By contrast, the record here is virtually complete. It contains the pretrial proceedings, the evidentiary portion of the trial, the written instructions given to the jury, and the sentencing proceedings. The only missing portions of the record pertain to part of the court’s reading of the written jury instructions, and the prosecution’s opening argument. The missing portions have no meaningful effect on the ability to assess the presence of error.

The settled statement establishes that the court “read to the jury [the written jury instructions] as they appear in print,” and that no objection or request for additional instructions was made. (See Cervantes, supra, 150 Cal.App.4th at p. 1121 [adequacy of a settled statement determined in part by defense counsel’s ability to assist in reconstructing the record].) Further, the settled statement contains the PowerPoint presentation used by the prosecutor in her closing argument, which covered selected portions of evidence and law. In this context, the absence of a transcript of the prosecutor’s closing argument does not meaningfully deprive defendant of the opportunity for appellate review. (See People v. Moore (1988) 201 Cal.App.3d 51, 58‑59 (Moore) [missing portions of the record contained “only portions of the defense arguments” to the jury].)

Defendant asserts that “other potential issues” could have arisen during closing argument. He notes that: (1) during the court’s colloquy with the parties on relevant jury instructions, the court denied a request by the prosecutor to quote People v. Beltran (2013) 56 Cal.4th 935 (Beltran), on the legal definition of provocation;[7] (2) during deliberations, the jury sought clarification on premeditation; and (3) in his summation to the jury, defense counsel suggested that the prosecutor may have made a joke during opening closing argument. From these observations, defendant speculates that the prosecutor could have misstated the law and made an inappropriate joke.

But such speculation does not suggest that the record on appeal is inadequate. “No presumption of prejudice arises from the absence of materials from the appellate record.” (People v. Samayoa (1997) 15 Cal.4th 795, 820.) Nor will speculation such as defendant offers suffice. (People v. Covarrubias (2016) 1 Cal.5th 838, 914 (Covarrubias).) Moreover, had any such misconduct occurred, we would reasonably expect that defense counsel would have raised the issues through an objection, motion for mistrial, or motion for a new trial. (See Moore, supra, 201 Cal.App.3d at p. 58; People v. Gurule (2002) 28 Cal.4th 557, 657.) Nothing of the kind appears in the record.[8] Thus, we conclude that the record is not inadequate to permit adequate appellate review.

2. Sufficiency of Evidence Supporting First Degree Murder

Defendant contends that the evidence is insufficient to support his conviction of premeditated murder, because the “evidence proves provocation sufficient to establish a heat of passion which constitutes voluntary manslaughter,” or which “was enough to reduce the offense to second degree murder.” We disagree.

A. Standard of Review

Defendant appears to misconstrue the proper standard of review. “‘When considering a challenge to the sufficiency of the evidence to support a conviction, we review the entire record in the light most favorable to the judgment to determine whether it contains substantial evidence—that is, evidence that is reasonable, credible, and of solid value—from which a reasonable trier of fact could find the defendant guilty beyond a reasonable doubt.’ [Citation.] We determine ‘whether, after viewing the evidence in the light most favorable to the prosecution, any rational trier of fact could have found the essential elements of the crime beyond a reasonable doubt.’” (People v. Morales (2020) 10 Cal.5th 76, 88 (Morales).)

What is asked:
(1) Reproduce the court opinion excerpt from "Defendant appears to" up to and including "76, 88 (Morales).)", changing "trier of fact" to "factfinder".
(2) According to the court opinion excerpt, what does the settled statement contain from the prosecutor's closing argument?
(3) In the court opinion excerpt, why does the court reject the defendant's speculation that the prosecutor may have misstated the law or made an inappropriate joke?
The data that comes next has no role in this work.

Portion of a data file
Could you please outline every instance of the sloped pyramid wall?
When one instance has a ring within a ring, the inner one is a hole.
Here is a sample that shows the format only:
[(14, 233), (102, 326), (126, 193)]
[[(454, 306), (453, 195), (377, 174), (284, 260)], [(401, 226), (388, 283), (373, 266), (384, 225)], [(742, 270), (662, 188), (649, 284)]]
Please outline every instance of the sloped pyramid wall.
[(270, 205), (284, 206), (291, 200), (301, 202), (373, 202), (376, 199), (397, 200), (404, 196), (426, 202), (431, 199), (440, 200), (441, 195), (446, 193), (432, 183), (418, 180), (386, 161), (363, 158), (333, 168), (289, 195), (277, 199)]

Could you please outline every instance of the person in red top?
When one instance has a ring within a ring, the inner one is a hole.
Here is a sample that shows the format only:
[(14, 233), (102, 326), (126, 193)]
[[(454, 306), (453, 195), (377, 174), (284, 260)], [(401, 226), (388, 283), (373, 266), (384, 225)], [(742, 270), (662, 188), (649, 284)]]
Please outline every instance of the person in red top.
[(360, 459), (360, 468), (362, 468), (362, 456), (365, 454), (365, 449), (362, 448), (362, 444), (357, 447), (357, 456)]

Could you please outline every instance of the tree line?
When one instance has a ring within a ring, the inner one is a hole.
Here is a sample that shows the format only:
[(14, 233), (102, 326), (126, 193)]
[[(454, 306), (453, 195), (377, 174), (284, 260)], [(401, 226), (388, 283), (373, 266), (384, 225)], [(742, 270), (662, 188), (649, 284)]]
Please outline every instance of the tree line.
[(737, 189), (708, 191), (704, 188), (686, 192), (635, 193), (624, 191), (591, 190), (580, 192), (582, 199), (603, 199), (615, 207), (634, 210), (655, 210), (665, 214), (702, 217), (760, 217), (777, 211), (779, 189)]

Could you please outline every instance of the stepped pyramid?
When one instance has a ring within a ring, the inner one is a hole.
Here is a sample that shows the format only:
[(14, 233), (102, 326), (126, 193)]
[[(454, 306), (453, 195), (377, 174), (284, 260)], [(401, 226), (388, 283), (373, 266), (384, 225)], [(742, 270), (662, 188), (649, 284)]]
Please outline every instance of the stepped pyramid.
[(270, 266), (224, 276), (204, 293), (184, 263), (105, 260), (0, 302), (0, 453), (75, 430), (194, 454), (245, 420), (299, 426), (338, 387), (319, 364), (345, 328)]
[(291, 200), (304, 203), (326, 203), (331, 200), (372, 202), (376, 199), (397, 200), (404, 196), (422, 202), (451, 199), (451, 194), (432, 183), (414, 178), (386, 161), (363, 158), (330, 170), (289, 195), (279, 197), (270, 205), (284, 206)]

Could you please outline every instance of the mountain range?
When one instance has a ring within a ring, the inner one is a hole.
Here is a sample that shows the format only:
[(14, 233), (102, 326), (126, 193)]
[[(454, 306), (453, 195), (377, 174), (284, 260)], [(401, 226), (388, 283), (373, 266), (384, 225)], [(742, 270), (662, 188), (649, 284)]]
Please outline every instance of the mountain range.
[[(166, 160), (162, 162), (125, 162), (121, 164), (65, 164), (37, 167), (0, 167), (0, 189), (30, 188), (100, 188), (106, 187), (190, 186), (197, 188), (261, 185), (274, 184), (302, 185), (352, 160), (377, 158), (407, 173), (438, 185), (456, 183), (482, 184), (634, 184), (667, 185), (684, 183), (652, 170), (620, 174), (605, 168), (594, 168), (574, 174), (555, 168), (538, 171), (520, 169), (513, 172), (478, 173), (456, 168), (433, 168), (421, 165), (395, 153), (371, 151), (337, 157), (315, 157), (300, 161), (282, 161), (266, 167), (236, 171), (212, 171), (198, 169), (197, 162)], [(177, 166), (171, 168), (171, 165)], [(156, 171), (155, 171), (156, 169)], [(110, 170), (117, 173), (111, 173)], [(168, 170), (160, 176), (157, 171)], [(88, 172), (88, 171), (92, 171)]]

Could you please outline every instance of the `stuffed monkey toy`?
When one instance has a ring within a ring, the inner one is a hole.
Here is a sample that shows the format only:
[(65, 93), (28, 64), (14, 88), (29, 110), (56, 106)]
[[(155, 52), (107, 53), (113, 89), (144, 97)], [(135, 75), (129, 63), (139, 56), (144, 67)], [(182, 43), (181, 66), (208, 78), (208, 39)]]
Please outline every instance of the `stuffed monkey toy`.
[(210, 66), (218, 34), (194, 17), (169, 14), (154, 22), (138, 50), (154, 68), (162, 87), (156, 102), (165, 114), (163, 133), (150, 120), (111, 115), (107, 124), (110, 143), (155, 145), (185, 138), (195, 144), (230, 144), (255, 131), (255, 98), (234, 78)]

Answers to the exercises:
(1)
Defendant appears to misconstrue the proper standard of review. “‘When considering a challenge to the sufficiency of the evidence to support a conviction, we review the entire record in the light most favorable to the judgment to determine whether it contains substantial evidence—that is, evidence that is reasonable, credible, and of solid value—from which a reasonable factfinder could find the defendant guilty beyond a reasonable doubt.’ [Citation.] We determine ‘whether, after viewing the evidence in the light most favorable to the prosecution, any rational factfinder could have found the essential elements of the crime beyond a reasonable doubt.’” (People v. Morales (2020) 10 Cal.5th 76, 88 (Morales).)

(2) It contains the PowerPoint presentation the prosecutor used in her closing argument, which covered selected portions of evidence and law.

(3) Speculation does not establish that the record is inadequate, and no presumption of prejudice arises from missing materials. If such misconduct had occurred, the court would expect defense counsel to have raised it through an objection, a motion for mistrial, or a motion for a new trial. Nothing of that kind appears in the record.